## WHAT TO DO:
Every record must appear in your copy exactly as written, with no pictures.

## DATA SUPPLIED:
>>>>
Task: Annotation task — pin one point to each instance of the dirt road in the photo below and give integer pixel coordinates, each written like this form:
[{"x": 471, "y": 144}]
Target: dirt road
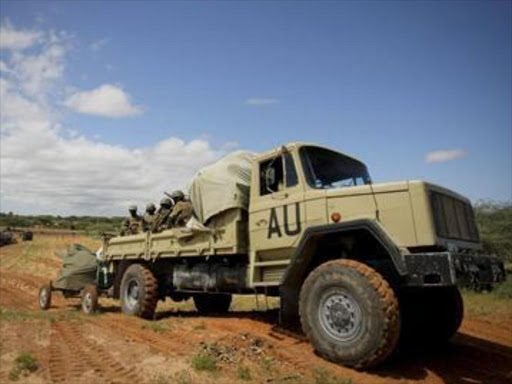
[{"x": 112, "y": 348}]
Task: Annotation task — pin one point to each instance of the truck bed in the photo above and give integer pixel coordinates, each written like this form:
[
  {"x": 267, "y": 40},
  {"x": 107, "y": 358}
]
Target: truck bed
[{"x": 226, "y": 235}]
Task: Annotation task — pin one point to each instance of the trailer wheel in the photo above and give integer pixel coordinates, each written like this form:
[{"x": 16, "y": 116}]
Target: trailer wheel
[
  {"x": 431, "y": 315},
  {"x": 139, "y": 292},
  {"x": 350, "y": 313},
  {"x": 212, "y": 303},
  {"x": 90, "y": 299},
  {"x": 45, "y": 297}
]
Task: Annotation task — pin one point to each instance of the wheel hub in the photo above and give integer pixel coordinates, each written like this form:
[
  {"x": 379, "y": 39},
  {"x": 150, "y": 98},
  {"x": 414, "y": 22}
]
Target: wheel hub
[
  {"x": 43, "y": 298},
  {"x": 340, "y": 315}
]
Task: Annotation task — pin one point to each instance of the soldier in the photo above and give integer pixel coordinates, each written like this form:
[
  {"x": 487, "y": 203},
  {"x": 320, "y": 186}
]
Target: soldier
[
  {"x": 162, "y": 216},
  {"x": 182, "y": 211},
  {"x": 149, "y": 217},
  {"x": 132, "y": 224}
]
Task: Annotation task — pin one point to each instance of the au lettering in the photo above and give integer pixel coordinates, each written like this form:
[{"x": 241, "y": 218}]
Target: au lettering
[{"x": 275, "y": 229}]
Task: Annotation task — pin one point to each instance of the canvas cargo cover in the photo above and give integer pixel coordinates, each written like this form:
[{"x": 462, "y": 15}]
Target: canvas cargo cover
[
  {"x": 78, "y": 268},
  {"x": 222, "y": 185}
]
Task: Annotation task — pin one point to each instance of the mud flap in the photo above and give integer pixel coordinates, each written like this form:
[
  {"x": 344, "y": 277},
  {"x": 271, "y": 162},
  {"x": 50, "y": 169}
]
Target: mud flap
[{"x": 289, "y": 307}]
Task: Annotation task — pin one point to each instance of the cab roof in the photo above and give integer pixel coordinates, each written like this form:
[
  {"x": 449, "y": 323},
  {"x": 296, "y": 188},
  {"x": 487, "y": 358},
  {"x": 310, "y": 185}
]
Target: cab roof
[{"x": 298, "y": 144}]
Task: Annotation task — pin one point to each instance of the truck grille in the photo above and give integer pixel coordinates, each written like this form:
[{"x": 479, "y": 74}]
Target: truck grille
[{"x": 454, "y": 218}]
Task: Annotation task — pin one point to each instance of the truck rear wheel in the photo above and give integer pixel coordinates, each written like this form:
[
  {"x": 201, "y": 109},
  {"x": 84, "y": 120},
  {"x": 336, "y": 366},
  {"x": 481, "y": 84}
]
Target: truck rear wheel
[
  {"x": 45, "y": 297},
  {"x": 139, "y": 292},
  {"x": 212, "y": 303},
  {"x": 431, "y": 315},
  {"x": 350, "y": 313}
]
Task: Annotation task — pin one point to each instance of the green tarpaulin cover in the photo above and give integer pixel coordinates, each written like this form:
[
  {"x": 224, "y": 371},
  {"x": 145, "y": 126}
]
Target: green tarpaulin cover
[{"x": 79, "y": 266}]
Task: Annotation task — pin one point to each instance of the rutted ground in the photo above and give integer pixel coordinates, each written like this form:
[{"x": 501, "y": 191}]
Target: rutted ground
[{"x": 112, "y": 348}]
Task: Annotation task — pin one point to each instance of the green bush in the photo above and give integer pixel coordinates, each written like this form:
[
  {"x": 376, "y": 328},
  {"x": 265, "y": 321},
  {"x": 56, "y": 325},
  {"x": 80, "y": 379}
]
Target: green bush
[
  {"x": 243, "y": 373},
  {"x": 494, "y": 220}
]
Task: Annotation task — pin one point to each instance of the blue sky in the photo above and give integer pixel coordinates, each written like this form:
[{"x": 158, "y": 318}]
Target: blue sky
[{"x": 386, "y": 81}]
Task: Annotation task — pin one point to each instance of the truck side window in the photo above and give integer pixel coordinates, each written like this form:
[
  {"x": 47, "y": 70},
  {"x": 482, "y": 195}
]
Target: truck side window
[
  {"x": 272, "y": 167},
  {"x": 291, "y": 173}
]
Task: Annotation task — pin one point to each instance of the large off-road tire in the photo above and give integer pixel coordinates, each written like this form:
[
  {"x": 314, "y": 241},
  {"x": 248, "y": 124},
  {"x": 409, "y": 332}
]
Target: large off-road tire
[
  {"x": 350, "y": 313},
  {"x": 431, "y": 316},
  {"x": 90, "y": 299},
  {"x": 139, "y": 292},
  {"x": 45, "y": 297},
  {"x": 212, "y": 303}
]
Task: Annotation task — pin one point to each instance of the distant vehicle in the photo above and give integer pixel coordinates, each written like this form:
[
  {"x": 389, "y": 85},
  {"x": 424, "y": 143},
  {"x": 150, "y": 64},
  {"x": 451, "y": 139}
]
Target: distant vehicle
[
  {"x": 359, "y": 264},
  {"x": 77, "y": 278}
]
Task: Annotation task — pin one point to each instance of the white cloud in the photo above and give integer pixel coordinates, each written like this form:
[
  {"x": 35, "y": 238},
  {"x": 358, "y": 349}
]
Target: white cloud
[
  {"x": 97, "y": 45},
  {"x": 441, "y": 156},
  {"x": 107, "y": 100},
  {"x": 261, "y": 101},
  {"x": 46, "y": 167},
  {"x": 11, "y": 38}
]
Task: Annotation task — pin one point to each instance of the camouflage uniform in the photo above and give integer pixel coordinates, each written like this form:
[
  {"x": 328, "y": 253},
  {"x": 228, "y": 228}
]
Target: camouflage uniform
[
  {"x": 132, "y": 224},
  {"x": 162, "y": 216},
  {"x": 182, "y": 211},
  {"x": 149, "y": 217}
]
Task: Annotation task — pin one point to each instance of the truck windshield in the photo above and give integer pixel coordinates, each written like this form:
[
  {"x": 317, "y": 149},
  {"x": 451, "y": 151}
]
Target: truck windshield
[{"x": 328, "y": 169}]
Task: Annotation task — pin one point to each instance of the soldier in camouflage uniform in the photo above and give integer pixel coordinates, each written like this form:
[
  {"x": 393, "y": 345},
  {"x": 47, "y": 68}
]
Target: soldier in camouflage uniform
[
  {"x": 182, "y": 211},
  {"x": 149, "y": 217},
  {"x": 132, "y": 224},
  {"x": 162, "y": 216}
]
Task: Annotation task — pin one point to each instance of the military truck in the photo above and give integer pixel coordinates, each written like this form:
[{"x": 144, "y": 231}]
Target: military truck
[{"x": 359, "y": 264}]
<<<<
## EXPECTED ANSWER:
Task: Annotation task — pin one point to each instance of the dirt road in the photo below and give integer pixel coordinates, each written like this form:
[{"x": 471, "y": 144}]
Target: dirt road
[{"x": 112, "y": 348}]
Task: Annotation task — pin one point to each instance of the truck bed in the photo above and give integer pixel coordinates, each written like this form:
[
  {"x": 267, "y": 40},
  {"x": 107, "y": 358}
]
Target: truck bed
[{"x": 226, "y": 235}]
Task: Annotation task — pin one point to each instance of the trailer wheel in the photo above and give integer pixel coordinates, each written like this form:
[{"x": 16, "y": 116}]
Target: trailer wheel
[
  {"x": 431, "y": 315},
  {"x": 139, "y": 292},
  {"x": 350, "y": 313},
  {"x": 212, "y": 303},
  {"x": 90, "y": 299},
  {"x": 45, "y": 297}
]
Task: Annotation task — pin one point to each instance of the wheel hub in the photo above and give integer pixel coordinates, each written like this form:
[
  {"x": 379, "y": 39},
  {"x": 150, "y": 98},
  {"x": 414, "y": 22}
]
Target: wheel hub
[
  {"x": 43, "y": 298},
  {"x": 340, "y": 315}
]
Task: Annotation task — pin one point to each instance of the soldier in the photo above and give integer pixel coordinates, each written like this form:
[
  {"x": 487, "y": 203},
  {"x": 320, "y": 186}
]
Target: soldier
[
  {"x": 162, "y": 216},
  {"x": 182, "y": 211},
  {"x": 149, "y": 217},
  {"x": 132, "y": 224}
]
Task: Annotation task — pin one point to each instance of the au lettering in the photo above and give integer pixel coordinates, each written like this form:
[{"x": 241, "y": 218}]
Target: au lettering
[{"x": 275, "y": 229}]
Task: Annotation task — pin one point to each instance of the canvas cargo cover in the photo above and give integer pixel coordinates, each written like this form:
[{"x": 462, "y": 15}]
Target: canvas cargo cover
[
  {"x": 78, "y": 268},
  {"x": 222, "y": 185}
]
Task: Annotation task — pin one point to each instance of the mud flap in the photo above and give integer pixel coordinates, each written like this form:
[
  {"x": 344, "y": 277},
  {"x": 271, "y": 162},
  {"x": 50, "y": 169}
]
Target: mud flap
[{"x": 289, "y": 307}]
Task: Annotation task — pin one point to each instance of the cab roof in the photo above and give integer pixel coordinates, each written like this form:
[
  {"x": 449, "y": 323},
  {"x": 296, "y": 188},
  {"x": 487, "y": 358},
  {"x": 310, "y": 185}
]
Target: cab roof
[{"x": 298, "y": 144}]
Task: Annotation task — pin one point to each instance of the truck grille in the photo above and give integer pixel coordinates, each written like this form:
[{"x": 479, "y": 74}]
Target: truck grille
[{"x": 454, "y": 218}]
Task: Annotation task — pin one point to each instance of the truck rear wheel in the photo above and give integer pixel coordinates, each written like this form:
[
  {"x": 201, "y": 109},
  {"x": 84, "y": 120},
  {"x": 336, "y": 366},
  {"x": 481, "y": 84}
]
Target: truck rear wheel
[
  {"x": 45, "y": 297},
  {"x": 139, "y": 292},
  {"x": 212, "y": 303},
  {"x": 431, "y": 315},
  {"x": 350, "y": 313}
]
Task: Annotation task — pin one point to each instance of the green tarpaulin cover in the photo above and give integer pixel coordinates, each written like this form:
[
  {"x": 224, "y": 371},
  {"x": 145, "y": 126}
]
Target: green tarpaulin cover
[{"x": 79, "y": 266}]
Task: Annotation task — pin one point to each instance of the rutted ground in the photo above and give integer pixel coordinates, each written like this form:
[{"x": 501, "y": 191}]
Target: rutted ground
[{"x": 112, "y": 348}]
Task: Annotation task — pin one point to each instance of the green bush in the photo above and give integer pixel coordinates, each written like this form:
[
  {"x": 376, "y": 328},
  {"x": 265, "y": 321},
  {"x": 56, "y": 325},
  {"x": 80, "y": 379}
]
Target: green bush
[
  {"x": 243, "y": 373},
  {"x": 494, "y": 220}
]
Task: Annotation task — pin one point to each instance of the blue sky in the photo above and give integer pixel coordinates, each written like this form:
[{"x": 158, "y": 318}]
Target: blue sky
[{"x": 386, "y": 81}]
Task: Annotation task — pin one point to each instance of the truck side window in the photo above and give integer pixel coordinates, each written like this form:
[
  {"x": 47, "y": 70},
  {"x": 482, "y": 195}
]
Target: truck side window
[
  {"x": 272, "y": 167},
  {"x": 291, "y": 173}
]
Task: Annotation task — pin one point to each instance of the large off-road tire in the photo above and give integer pixel coordinates, each written like this form:
[
  {"x": 314, "y": 241},
  {"x": 248, "y": 124},
  {"x": 409, "y": 332}
]
Target: large off-road tire
[
  {"x": 350, "y": 313},
  {"x": 431, "y": 316},
  {"x": 90, "y": 299},
  {"x": 139, "y": 292},
  {"x": 45, "y": 297},
  {"x": 212, "y": 303}
]
Task: Annotation task — pin one point to each instance of the distant vehicle in the photo above and give integer pixel coordinates, each written like this form:
[
  {"x": 389, "y": 85},
  {"x": 424, "y": 143},
  {"x": 150, "y": 64},
  {"x": 451, "y": 139}
]
Target: distant vehicle
[
  {"x": 359, "y": 264},
  {"x": 77, "y": 278}
]
Task: Annotation task — pin one point to each instance of the white cloud in the photo above and give integer pixel coordinates, each written like this form:
[
  {"x": 35, "y": 238},
  {"x": 358, "y": 349}
]
Target: white cloud
[
  {"x": 97, "y": 45},
  {"x": 441, "y": 156},
  {"x": 107, "y": 100},
  {"x": 261, "y": 101},
  {"x": 46, "y": 167},
  {"x": 11, "y": 38}
]
Task: Annotation task — pin one point to each instance of the camouflage uniform in the photo above and give integer pixel coordinates, each written like this form:
[
  {"x": 328, "y": 253},
  {"x": 228, "y": 228}
]
Target: camouflage uniform
[
  {"x": 132, "y": 224},
  {"x": 162, "y": 216},
  {"x": 182, "y": 211},
  {"x": 149, "y": 217}
]
Task: Annotation task — pin one point to each instance of the truck windshield in the photo above and give integer pixel coordinates, each written like this form:
[
  {"x": 317, "y": 149},
  {"x": 451, "y": 151}
]
Target: truck windshield
[{"x": 328, "y": 169}]
Task: Annotation task — pin one point to each instance of the soldier in camouflage uniform in the photo above and give integer pixel coordinates, each written like this form:
[
  {"x": 393, "y": 345},
  {"x": 47, "y": 68}
]
Target: soldier in camouflage uniform
[
  {"x": 182, "y": 211},
  {"x": 149, "y": 217},
  {"x": 132, "y": 224},
  {"x": 162, "y": 216}
]
Task: Annotation task — pin one point to each instance of the military truck in the photo above and give integer pixel coordinates, each written like this form:
[{"x": 144, "y": 231}]
Target: military truck
[{"x": 359, "y": 264}]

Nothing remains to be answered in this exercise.